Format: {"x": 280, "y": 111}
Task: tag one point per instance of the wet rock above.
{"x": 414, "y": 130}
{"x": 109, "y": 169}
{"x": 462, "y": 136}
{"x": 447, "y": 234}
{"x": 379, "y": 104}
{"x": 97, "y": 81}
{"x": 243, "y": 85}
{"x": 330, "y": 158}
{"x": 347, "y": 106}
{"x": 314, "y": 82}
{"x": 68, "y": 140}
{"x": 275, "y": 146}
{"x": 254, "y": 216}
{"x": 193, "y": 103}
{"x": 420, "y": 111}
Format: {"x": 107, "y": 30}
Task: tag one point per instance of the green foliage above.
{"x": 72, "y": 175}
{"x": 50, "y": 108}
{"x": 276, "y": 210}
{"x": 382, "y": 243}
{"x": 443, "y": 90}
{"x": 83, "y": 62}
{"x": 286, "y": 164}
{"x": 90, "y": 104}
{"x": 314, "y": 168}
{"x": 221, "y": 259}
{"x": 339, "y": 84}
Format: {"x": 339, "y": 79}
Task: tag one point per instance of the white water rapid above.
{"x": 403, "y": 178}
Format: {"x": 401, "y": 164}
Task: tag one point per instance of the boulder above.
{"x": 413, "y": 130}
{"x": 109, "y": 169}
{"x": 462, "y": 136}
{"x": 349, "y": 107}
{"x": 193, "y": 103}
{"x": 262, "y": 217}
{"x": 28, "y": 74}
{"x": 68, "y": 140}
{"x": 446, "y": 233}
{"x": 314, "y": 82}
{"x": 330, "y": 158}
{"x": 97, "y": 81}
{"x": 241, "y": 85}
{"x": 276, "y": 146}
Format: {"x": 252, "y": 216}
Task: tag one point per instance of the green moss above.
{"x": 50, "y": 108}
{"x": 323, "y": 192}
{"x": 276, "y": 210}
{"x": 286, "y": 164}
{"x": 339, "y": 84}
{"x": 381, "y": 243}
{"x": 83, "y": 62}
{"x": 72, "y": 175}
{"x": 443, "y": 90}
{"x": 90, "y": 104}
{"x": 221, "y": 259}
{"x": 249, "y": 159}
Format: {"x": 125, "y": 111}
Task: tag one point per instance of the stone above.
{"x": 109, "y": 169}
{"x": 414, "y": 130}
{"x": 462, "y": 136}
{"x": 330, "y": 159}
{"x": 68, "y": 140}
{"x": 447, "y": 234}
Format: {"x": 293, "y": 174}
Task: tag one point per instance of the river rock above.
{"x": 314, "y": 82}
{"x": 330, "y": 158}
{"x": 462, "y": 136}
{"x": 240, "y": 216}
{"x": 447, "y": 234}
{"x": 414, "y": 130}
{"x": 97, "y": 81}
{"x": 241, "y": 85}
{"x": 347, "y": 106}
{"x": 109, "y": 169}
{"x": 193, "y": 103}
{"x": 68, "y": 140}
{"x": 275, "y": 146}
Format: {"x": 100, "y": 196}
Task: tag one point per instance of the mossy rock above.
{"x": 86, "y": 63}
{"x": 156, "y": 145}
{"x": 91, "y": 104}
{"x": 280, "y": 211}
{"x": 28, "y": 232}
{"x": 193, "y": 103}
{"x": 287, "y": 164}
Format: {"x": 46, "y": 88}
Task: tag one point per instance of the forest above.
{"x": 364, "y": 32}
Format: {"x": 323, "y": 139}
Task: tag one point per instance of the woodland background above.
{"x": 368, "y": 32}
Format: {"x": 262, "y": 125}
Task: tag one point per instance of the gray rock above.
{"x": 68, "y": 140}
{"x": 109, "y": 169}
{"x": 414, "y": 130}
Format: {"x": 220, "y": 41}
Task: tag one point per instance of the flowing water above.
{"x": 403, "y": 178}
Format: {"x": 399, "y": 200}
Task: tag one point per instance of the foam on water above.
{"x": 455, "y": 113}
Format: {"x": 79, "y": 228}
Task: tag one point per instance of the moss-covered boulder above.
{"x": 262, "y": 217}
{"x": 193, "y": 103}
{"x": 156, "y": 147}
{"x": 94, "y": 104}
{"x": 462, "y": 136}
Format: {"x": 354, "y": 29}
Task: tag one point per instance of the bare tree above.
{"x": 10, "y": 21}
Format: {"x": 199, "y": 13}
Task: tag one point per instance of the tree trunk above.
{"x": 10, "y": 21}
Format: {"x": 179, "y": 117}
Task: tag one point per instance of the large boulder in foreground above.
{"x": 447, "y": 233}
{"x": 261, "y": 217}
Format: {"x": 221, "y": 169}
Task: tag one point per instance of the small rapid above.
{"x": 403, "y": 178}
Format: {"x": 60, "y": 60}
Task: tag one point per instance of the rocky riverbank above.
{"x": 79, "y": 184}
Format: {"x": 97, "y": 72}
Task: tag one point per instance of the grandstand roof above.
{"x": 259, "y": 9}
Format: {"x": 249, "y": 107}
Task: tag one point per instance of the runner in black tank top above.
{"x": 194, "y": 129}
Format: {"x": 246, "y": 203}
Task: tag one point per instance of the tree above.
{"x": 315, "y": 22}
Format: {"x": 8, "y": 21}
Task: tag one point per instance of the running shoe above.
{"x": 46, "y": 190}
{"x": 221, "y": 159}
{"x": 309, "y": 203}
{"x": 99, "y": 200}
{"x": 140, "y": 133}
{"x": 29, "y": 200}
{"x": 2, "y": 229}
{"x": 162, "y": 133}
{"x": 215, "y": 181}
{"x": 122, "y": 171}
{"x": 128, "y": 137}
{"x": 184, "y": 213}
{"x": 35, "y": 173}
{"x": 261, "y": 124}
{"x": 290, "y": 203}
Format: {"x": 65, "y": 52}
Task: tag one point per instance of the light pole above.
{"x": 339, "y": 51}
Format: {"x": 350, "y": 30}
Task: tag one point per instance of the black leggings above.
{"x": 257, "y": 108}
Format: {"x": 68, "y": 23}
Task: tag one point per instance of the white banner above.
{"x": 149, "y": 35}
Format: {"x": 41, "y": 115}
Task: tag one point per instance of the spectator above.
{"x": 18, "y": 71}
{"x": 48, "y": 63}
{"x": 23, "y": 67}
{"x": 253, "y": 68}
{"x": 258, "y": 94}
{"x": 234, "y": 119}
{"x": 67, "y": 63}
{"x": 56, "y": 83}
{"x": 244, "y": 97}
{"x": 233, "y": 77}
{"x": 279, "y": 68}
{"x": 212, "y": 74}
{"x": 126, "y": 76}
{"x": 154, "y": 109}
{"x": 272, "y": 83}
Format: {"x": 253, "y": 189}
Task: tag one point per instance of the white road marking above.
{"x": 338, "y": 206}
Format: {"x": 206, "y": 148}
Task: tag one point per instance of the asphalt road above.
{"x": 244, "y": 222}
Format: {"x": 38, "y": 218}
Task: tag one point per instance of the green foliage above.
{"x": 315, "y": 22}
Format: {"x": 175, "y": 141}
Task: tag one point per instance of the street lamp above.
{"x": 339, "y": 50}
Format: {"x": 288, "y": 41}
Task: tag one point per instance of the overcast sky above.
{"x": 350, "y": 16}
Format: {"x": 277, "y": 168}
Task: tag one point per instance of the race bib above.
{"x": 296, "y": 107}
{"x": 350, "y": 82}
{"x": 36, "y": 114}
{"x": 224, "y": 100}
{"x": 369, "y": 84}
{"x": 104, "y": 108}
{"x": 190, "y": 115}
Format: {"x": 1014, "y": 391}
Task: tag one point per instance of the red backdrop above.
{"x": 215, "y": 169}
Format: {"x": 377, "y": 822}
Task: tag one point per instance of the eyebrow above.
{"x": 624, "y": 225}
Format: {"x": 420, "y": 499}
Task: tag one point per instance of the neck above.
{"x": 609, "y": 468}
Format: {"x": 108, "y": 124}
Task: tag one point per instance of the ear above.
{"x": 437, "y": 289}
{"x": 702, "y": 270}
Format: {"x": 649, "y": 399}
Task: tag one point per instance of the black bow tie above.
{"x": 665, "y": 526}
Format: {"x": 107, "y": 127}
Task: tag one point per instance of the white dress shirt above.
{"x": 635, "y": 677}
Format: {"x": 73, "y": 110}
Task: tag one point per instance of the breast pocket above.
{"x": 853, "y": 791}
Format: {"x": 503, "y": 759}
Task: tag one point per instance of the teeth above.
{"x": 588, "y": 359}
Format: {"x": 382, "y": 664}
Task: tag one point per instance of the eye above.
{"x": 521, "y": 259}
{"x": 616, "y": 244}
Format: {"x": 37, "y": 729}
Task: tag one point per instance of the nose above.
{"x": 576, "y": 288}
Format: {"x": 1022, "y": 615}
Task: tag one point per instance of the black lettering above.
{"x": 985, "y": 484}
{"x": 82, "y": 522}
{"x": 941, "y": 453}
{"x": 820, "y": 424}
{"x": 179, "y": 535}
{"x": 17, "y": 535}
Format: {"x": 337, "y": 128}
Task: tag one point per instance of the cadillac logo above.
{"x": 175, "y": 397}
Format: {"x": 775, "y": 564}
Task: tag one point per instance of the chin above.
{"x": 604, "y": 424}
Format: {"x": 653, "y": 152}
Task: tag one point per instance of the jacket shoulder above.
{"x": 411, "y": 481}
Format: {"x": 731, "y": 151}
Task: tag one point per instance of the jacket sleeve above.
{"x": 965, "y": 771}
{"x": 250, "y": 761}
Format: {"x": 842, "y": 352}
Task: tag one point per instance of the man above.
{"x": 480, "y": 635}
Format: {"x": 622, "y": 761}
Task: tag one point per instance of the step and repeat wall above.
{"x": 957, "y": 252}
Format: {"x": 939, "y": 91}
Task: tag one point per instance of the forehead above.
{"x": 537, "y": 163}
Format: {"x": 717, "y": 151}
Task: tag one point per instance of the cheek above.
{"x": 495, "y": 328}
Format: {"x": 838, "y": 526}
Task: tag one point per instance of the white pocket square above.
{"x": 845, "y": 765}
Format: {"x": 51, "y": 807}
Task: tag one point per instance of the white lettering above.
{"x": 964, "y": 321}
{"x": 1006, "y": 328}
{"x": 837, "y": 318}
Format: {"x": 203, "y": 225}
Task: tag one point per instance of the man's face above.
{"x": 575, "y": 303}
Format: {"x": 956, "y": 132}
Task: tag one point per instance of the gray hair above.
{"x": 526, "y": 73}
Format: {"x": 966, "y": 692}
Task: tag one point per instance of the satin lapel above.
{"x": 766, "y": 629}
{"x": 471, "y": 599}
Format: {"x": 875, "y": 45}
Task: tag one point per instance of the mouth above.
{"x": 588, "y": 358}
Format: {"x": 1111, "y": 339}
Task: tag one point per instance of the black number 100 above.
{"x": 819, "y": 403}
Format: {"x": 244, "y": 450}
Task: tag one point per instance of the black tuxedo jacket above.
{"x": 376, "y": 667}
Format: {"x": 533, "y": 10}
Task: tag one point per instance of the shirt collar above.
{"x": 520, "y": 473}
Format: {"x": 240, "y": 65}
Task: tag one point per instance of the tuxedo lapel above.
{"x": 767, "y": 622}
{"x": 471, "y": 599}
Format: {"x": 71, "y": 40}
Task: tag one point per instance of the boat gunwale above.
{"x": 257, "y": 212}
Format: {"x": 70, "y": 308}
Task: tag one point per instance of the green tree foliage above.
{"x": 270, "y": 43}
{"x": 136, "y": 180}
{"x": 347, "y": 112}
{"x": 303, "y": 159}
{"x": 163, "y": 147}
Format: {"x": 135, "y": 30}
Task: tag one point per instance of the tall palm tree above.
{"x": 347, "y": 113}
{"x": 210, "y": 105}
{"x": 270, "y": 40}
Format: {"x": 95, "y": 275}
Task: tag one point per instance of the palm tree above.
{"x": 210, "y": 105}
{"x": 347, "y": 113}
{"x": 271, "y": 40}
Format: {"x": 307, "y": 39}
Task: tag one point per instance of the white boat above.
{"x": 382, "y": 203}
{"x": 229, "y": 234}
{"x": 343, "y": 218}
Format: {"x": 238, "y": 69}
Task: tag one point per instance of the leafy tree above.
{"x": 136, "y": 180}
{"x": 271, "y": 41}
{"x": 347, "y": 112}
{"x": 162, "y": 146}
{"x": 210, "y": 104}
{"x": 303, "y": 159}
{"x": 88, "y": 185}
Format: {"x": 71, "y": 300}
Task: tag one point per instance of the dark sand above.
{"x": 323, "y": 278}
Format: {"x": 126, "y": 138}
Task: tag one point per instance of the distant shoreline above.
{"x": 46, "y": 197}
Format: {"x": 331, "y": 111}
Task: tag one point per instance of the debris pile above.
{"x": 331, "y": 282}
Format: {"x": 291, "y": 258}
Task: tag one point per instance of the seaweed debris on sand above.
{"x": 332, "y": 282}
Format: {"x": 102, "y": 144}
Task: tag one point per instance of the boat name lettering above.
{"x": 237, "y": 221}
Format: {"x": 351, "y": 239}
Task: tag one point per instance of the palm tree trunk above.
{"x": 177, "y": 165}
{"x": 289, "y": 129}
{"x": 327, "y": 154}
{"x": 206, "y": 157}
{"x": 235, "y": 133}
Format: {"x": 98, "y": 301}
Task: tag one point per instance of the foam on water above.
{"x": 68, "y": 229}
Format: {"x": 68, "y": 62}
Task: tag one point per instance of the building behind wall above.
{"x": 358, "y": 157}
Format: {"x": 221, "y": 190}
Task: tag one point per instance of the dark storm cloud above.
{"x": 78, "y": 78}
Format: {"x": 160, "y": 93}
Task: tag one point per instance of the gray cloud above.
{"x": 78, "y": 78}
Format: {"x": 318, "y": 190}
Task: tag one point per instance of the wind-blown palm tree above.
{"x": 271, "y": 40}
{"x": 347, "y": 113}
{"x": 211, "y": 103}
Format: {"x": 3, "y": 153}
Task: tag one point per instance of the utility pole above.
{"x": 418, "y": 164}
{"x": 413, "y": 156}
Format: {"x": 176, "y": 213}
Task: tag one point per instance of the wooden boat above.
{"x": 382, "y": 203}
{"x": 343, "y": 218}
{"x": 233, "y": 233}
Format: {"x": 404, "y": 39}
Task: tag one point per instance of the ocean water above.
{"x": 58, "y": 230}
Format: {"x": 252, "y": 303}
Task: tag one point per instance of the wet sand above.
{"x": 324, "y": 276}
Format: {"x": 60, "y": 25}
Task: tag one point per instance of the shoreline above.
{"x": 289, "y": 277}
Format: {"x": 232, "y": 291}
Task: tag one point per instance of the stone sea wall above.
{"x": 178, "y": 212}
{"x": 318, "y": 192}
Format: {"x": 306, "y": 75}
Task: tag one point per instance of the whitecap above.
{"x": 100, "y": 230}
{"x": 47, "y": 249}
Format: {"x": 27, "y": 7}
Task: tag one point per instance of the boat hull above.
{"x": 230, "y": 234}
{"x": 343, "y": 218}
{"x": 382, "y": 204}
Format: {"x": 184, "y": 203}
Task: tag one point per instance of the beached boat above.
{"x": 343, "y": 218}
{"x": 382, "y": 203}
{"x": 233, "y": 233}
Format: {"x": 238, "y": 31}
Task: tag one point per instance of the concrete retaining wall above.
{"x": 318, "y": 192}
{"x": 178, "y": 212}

________

(PROMPT): Pull out every line of the material above that contains the string "lettering", treating uppercase and lowercase as different. Copy each matching line in full.

(TASK RESPONSE):
Task: tag one point per instance of the black lettering above.
Task: tag one point per instance of the white lettering above.
Task: tag one point per instance of the boat name lettering above.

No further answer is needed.